* **Your goal**
Extract every line of the material below and reproduce it faithfully.

* **Data section**
◆ ◆ ◆ ◆ ◆ ◆ ◆

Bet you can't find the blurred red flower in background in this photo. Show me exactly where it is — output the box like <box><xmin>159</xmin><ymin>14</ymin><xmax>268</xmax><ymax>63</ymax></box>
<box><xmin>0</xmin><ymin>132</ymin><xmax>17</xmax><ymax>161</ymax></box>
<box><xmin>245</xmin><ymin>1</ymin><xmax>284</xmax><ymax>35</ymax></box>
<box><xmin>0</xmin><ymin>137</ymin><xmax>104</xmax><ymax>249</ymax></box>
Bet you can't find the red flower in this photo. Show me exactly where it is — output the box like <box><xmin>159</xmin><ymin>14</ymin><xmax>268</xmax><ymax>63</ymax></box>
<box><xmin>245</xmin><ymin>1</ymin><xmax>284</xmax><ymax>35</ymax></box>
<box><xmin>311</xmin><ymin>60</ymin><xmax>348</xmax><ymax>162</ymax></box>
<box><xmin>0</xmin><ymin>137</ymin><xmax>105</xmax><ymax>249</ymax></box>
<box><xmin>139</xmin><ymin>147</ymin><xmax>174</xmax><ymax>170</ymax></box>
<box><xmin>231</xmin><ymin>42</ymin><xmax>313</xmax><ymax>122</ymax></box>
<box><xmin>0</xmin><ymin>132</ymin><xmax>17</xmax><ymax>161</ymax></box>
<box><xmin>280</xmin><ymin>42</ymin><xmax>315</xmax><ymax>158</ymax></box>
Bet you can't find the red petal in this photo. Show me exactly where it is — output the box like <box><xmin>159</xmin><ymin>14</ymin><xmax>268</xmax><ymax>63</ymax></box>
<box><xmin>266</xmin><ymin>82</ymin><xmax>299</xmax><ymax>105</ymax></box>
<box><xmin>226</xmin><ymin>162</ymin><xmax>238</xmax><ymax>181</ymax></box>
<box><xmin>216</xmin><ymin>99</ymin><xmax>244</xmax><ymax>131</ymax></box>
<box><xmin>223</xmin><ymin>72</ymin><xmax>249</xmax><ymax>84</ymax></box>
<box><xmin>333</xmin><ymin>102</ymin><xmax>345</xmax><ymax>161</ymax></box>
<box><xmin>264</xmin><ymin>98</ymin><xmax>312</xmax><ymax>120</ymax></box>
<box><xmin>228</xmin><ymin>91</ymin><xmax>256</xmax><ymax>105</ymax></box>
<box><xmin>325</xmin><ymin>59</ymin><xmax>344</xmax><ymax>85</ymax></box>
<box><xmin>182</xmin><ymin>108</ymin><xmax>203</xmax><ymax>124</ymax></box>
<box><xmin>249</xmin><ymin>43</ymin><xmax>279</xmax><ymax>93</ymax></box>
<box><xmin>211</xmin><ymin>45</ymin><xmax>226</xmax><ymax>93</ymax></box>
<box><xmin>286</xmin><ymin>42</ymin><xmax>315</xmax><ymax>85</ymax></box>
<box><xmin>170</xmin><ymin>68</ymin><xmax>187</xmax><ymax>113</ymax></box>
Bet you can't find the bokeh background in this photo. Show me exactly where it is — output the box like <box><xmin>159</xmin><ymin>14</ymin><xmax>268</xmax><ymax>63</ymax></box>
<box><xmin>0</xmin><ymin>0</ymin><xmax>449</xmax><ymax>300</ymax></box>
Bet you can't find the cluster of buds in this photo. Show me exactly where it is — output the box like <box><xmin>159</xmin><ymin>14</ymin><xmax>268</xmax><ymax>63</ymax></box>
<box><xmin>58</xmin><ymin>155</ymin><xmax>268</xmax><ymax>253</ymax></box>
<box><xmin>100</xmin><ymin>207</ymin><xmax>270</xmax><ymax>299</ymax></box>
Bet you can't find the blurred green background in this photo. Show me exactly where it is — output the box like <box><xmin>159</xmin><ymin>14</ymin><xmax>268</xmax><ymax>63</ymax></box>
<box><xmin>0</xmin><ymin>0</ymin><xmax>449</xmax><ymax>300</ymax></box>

◆ ◆ ◆ ◆ ◆ ◆ ◆

* **Solution**
Bet you can't find the blurred red flower in background in this photo. Show me exactly where it is — output the box like <box><xmin>159</xmin><ymin>14</ymin><xmax>268</xmax><ymax>63</ymax></box>
<box><xmin>0</xmin><ymin>132</ymin><xmax>17</xmax><ymax>161</ymax></box>
<box><xmin>245</xmin><ymin>1</ymin><xmax>284</xmax><ymax>35</ymax></box>
<box><xmin>0</xmin><ymin>137</ymin><xmax>104</xmax><ymax>249</ymax></box>
Bet you can't find the red flower in this photo. Show me exactly where it is — output the box like <box><xmin>159</xmin><ymin>14</ymin><xmax>268</xmax><ymax>63</ymax></box>
<box><xmin>245</xmin><ymin>1</ymin><xmax>284</xmax><ymax>35</ymax></box>
<box><xmin>311</xmin><ymin>60</ymin><xmax>348</xmax><ymax>162</ymax></box>
<box><xmin>0</xmin><ymin>137</ymin><xmax>105</xmax><ymax>249</ymax></box>
<box><xmin>139</xmin><ymin>147</ymin><xmax>174</xmax><ymax>170</ymax></box>
<box><xmin>231</xmin><ymin>42</ymin><xmax>313</xmax><ymax>122</ymax></box>
<box><xmin>0</xmin><ymin>132</ymin><xmax>17</xmax><ymax>161</ymax></box>
<box><xmin>280</xmin><ymin>42</ymin><xmax>315</xmax><ymax>158</ymax></box>
Bet you can't find the red petal in this photo. Show me exactly where it is — output the box like <box><xmin>159</xmin><ymin>14</ymin><xmax>268</xmax><ymax>63</ymax></box>
<box><xmin>266</xmin><ymin>82</ymin><xmax>299</xmax><ymax>105</ymax></box>
<box><xmin>226</xmin><ymin>162</ymin><xmax>238</xmax><ymax>181</ymax></box>
<box><xmin>216</xmin><ymin>99</ymin><xmax>244</xmax><ymax>131</ymax></box>
<box><xmin>223</xmin><ymin>72</ymin><xmax>249</xmax><ymax>84</ymax></box>
<box><xmin>333</xmin><ymin>102</ymin><xmax>345</xmax><ymax>161</ymax></box>
<box><xmin>264</xmin><ymin>98</ymin><xmax>312</xmax><ymax>120</ymax></box>
<box><xmin>228</xmin><ymin>91</ymin><xmax>256</xmax><ymax>105</ymax></box>
<box><xmin>325</xmin><ymin>59</ymin><xmax>344</xmax><ymax>85</ymax></box>
<box><xmin>182</xmin><ymin>108</ymin><xmax>203</xmax><ymax>124</ymax></box>
<box><xmin>249</xmin><ymin>43</ymin><xmax>279</xmax><ymax>93</ymax></box>
<box><xmin>211</xmin><ymin>45</ymin><xmax>226</xmax><ymax>93</ymax></box>
<box><xmin>286</xmin><ymin>42</ymin><xmax>315</xmax><ymax>85</ymax></box>
<box><xmin>170</xmin><ymin>68</ymin><xmax>187</xmax><ymax>113</ymax></box>
Bet you can't find the bokeh background in this photo. Show me exactly where it is — output the box like <box><xmin>159</xmin><ymin>14</ymin><xmax>268</xmax><ymax>63</ymax></box>
<box><xmin>0</xmin><ymin>0</ymin><xmax>449</xmax><ymax>300</ymax></box>
Bet you can't find the cluster of buds in this photo. Show me exactly where it is — output the box like <box><xmin>159</xmin><ymin>14</ymin><xmax>268</xmax><ymax>63</ymax></box>
<box><xmin>58</xmin><ymin>155</ymin><xmax>268</xmax><ymax>253</ymax></box>
<box><xmin>100</xmin><ymin>207</ymin><xmax>270</xmax><ymax>299</ymax></box>
Bet you can't find the blurred green background in this photo. Show me exactly where it is — output the box like <box><xmin>159</xmin><ymin>14</ymin><xmax>268</xmax><ymax>63</ymax></box>
<box><xmin>0</xmin><ymin>0</ymin><xmax>449</xmax><ymax>300</ymax></box>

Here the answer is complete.